- Work required
Among the records, which lines hold the word "orange"? Pick them out.

[Opening Data records section]

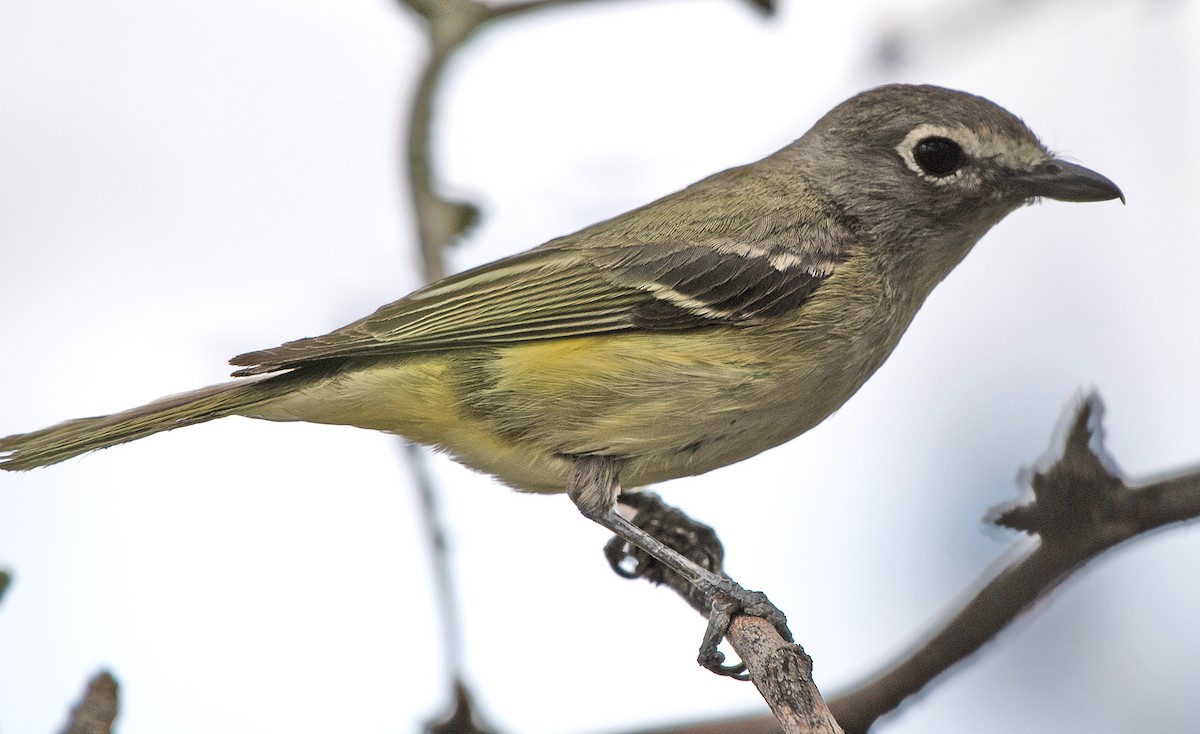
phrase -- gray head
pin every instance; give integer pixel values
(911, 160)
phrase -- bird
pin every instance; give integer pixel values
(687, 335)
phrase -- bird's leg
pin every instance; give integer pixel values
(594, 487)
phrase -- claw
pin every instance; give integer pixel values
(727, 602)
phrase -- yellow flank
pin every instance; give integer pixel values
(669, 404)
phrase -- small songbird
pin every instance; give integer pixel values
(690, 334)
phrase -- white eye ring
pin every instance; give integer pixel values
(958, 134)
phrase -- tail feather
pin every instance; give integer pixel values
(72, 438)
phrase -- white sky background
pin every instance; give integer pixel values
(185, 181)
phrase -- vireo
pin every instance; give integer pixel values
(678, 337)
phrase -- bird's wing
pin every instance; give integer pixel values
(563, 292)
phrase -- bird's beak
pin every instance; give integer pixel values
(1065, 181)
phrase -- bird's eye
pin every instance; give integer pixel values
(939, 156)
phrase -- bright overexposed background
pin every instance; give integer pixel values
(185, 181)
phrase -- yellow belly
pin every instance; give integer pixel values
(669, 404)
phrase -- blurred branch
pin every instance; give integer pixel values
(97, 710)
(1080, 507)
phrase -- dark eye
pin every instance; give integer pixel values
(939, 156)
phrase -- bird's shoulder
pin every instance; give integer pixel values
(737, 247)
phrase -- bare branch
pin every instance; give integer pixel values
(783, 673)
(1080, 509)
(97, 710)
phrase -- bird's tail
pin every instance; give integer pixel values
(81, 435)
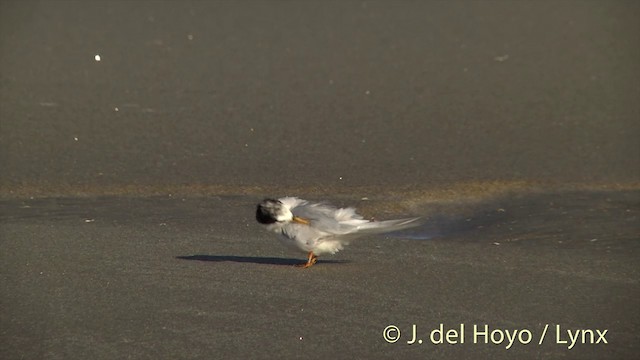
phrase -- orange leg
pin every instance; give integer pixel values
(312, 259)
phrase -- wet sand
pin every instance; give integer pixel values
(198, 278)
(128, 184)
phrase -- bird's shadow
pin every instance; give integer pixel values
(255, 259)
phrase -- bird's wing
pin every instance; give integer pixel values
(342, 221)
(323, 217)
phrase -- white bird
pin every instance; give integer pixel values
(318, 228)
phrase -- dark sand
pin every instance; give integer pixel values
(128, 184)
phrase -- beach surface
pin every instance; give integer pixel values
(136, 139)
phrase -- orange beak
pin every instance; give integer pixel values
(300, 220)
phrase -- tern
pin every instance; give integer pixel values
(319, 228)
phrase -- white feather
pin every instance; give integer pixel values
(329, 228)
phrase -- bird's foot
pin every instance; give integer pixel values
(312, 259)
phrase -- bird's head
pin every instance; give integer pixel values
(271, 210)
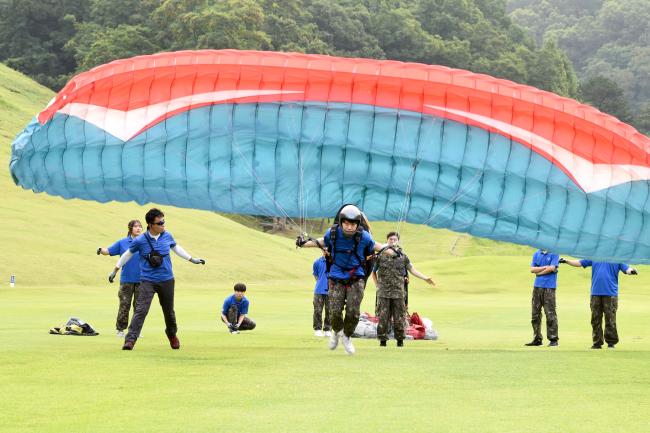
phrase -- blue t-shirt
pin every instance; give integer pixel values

[Closing Data records section]

- Solution to this task
phrase -- orange leg
phrase -- orange beak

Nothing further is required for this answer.